## PROBLEM REQUIREMENTS
Format the rows from the line containing "locate the red football" up to and including the line containing "(1092, 795)" as a Markdown table with two columns, "No" for a running number and "Entry" for the line itself. Leave out any blank lines.

## Source records

[start]

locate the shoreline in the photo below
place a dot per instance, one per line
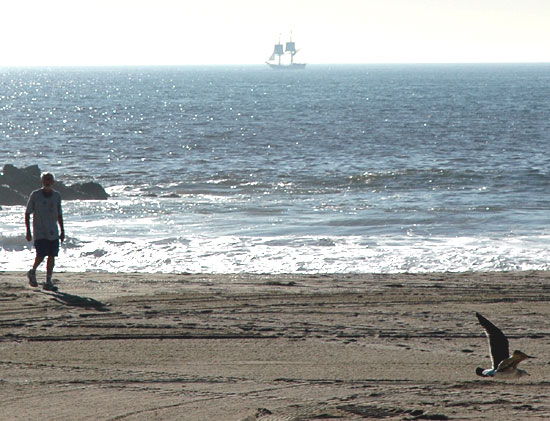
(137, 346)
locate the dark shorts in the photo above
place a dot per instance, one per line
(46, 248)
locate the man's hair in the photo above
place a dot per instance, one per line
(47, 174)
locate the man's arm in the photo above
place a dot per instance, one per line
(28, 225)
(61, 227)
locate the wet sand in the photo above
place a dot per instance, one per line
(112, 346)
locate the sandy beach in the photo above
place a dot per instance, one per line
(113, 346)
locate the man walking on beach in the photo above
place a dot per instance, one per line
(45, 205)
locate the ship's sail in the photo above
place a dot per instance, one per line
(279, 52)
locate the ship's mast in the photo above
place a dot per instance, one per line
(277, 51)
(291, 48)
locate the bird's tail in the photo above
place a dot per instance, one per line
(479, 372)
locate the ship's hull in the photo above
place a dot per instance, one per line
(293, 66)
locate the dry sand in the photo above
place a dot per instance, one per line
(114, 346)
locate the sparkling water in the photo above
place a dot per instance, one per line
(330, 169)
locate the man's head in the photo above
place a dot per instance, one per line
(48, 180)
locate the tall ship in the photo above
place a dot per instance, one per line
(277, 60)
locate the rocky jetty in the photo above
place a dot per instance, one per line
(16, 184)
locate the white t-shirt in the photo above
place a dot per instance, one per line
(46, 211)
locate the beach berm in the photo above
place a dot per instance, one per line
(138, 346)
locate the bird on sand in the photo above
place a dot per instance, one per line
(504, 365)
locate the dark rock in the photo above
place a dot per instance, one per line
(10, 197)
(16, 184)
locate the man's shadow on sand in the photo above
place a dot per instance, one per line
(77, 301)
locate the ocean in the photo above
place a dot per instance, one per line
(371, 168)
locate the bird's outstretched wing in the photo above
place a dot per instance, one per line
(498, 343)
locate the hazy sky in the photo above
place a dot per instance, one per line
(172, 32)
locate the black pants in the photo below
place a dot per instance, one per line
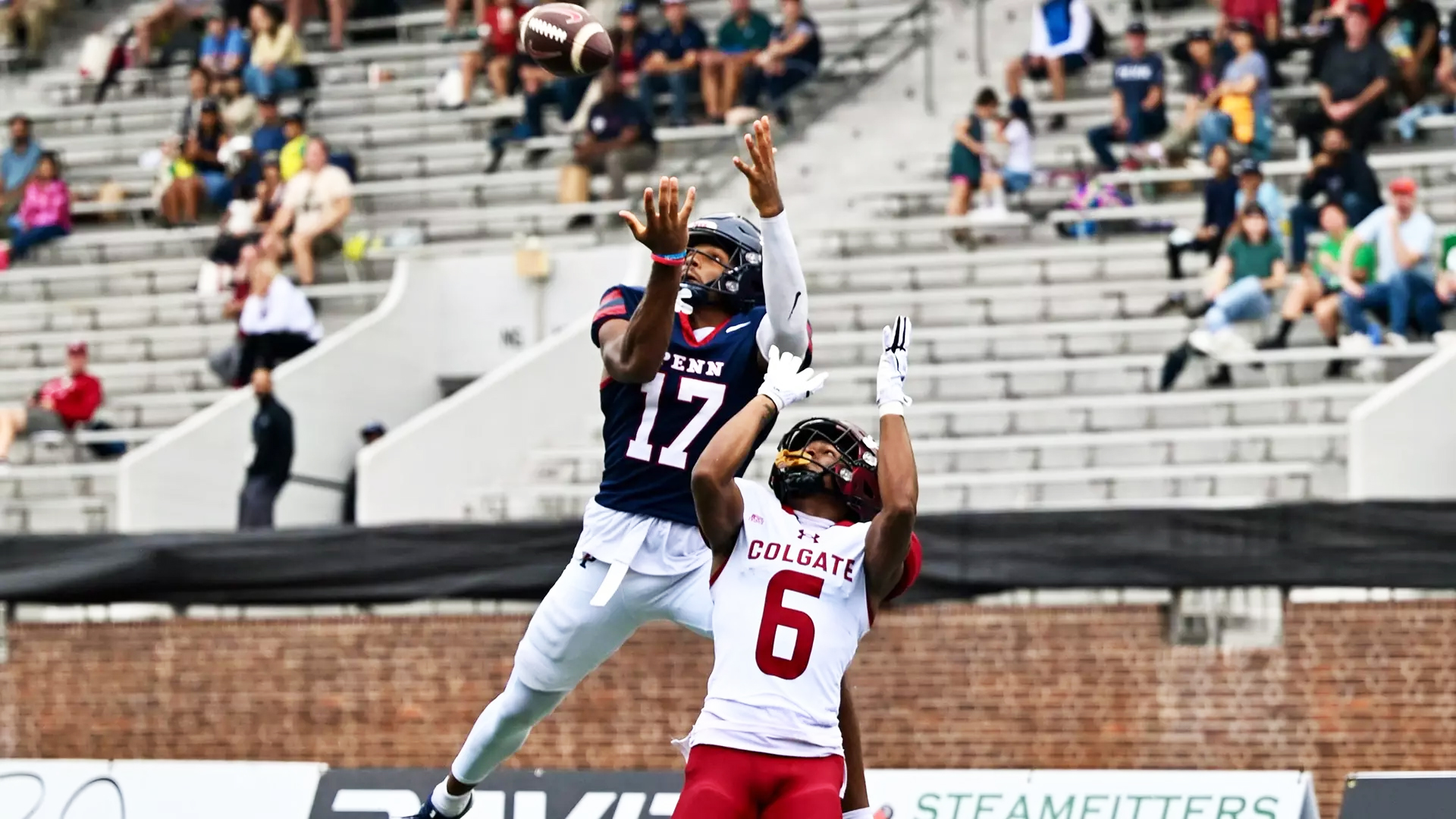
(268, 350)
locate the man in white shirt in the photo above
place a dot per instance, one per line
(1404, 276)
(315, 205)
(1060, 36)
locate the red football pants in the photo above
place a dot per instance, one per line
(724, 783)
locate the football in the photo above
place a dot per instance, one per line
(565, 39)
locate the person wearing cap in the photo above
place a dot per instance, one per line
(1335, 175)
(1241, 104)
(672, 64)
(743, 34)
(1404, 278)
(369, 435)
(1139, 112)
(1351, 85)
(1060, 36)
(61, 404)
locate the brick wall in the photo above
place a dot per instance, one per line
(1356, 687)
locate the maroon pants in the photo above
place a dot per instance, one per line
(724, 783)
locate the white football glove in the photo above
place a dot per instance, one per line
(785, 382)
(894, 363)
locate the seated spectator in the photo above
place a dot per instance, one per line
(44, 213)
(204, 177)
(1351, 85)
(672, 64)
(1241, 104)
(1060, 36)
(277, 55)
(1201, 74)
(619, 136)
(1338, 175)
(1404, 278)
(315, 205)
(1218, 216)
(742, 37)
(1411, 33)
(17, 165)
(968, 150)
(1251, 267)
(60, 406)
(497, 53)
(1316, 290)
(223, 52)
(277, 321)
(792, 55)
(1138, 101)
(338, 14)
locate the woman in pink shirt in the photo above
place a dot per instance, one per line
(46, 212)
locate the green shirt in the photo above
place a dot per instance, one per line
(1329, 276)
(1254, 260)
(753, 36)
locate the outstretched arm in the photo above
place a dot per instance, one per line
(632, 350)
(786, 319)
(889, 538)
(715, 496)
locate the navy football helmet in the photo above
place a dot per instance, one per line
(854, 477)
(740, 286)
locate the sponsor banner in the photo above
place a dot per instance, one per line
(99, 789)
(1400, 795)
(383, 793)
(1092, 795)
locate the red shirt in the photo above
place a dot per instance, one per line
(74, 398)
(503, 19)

[end]
[start]

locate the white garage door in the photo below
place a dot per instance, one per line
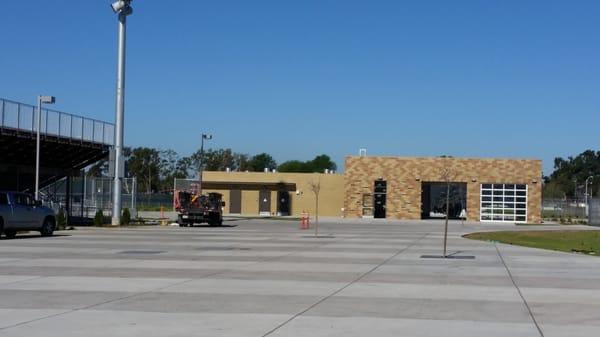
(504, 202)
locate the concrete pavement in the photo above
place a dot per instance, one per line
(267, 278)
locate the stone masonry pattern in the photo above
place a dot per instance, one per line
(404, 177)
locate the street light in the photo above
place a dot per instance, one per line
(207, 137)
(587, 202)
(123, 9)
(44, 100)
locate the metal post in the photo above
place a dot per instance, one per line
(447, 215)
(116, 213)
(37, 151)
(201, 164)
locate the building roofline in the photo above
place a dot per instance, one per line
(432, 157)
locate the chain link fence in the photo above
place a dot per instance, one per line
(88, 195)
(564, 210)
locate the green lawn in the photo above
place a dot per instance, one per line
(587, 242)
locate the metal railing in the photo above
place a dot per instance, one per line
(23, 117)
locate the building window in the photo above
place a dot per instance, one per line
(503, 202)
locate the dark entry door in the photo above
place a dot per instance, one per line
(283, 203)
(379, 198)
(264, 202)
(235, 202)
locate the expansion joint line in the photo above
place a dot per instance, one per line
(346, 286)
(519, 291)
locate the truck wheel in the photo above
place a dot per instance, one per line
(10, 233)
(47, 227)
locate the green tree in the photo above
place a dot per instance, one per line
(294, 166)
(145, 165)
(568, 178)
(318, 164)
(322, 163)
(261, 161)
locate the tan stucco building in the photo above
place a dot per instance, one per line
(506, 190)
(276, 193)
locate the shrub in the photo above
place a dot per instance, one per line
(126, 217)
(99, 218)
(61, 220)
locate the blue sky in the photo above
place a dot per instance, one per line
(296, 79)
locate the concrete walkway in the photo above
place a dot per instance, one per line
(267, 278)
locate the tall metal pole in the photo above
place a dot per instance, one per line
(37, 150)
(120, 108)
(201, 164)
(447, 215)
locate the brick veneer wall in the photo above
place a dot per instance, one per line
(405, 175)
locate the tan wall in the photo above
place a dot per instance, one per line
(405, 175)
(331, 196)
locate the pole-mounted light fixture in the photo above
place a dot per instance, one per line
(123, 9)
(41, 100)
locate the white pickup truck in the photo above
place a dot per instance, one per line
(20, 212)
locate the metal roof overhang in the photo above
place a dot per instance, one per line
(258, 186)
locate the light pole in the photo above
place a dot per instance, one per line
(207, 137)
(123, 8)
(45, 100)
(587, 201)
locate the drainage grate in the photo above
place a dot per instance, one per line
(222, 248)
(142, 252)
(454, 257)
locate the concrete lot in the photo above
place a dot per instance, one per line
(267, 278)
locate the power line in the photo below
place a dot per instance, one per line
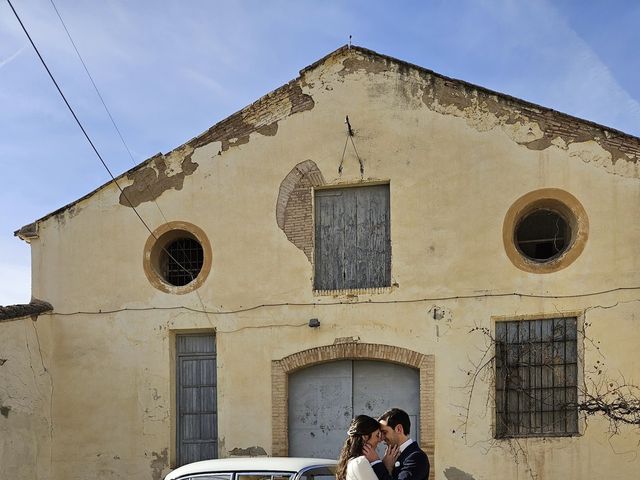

[end]

## THE ANSWER
| No | Entry |
|---|---|
| 1 | locate the red football pants in the photo above |
| 2 | place a dot per instance, one per line |
| 3 | (724, 783) |
| 4 | locate the football in the photo above |
| 5 | place a dot per instance, one per line |
| 6 | (565, 39) |
| 7 | locate the person wearing cap in the photo above |
| 8 | place a dot per instance, one per line |
| 9 | (1335, 175) |
| 10 | (1241, 104) |
| 11 | (672, 64) |
| 12 | (743, 34) |
| 13 | (1404, 278) |
| 14 | (369, 435) |
| 15 | (1139, 112) |
| 16 | (1351, 85) |
| 17 | (1060, 36) |
| 18 | (61, 404) |
| 19 | locate the brick wall in the photo above |
| 20 | place a dot per instance, one per line |
| 21 | (1356, 687) |
| 22 | locate the maroon pants in the photo above |
| 23 | place a dot per instance, one per line |
| 24 | (724, 783) |
| 25 | locate the white football glove in the photo above |
| 26 | place a dot per instance, one per line |
| 27 | (785, 382) |
| 28 | (894, 363) |
| 29 | locate the seated spectator in the photo above |
| 30 | place a dot per instance, one per line |
| 31 | (44, 213) |
| 32 | (204, 177) |
| 33 | (1351, 85) |
| 34 | (672, 64) |
| 35 | (1241, 104) |
| 36 | (1060, 36) |
| 37 | (277, 55) |
| 38 | (1201, 74) |
| 39 | (619, 136) |
| 40 | (1338, 175) |
| 41 | (1404, 278) |
| 42 | (315, 205) |
| 43 | (1218, 216) |
| 44 | (742, 37) |
| 45 | (1411, 33) |
| 46 | (17, 165) |
| 47 | (968, 150) |
| 48 | (1251, 267) |
| 49 | (60, 406) |
| 50 | (497, 53) |
| 51 | (1316, 290) |
| 52 | (223, 52) |
| 53 | (277, 321) |
| 54 | (792, 55) |
| 55 | (1138, 101) |
| 56 | (338, 14) |
| 57 | locate the woman in pink shirt in the photo above |
| 58 | place a dot per instance, one per line |
| 59 | (46, 212) |
| 60 | locate the green shirt in the photo above |
| 61 | place a dot per instance, one per line |
| 62 | (1329, 276) |
| 63 | (1254, 260) |
| 64 | (753, 36) |
| 65 | locate the outstretched arm in the photo above |
| 66 | place a dot per instance, one per line |
| 67 | (632, 350) |
| 68 | (786, 319) |
| 69 | (889, 538) |
| 70 | (715, 496) |
| 71 | locate the navy football helmet in the photo above |
| 72 | place a dot per instance, one per line |
| 73 | (854, 477) |
| 74 | (740, 286) |
| 75 | locate the sponsor banner in the photo above |
| 76 | place a dot per instance, one per line |
| 77 | (99, 789) |
| 78 | (1400, 795) |
| 79 | (383, 793) |
| 80 | (1092, 795) |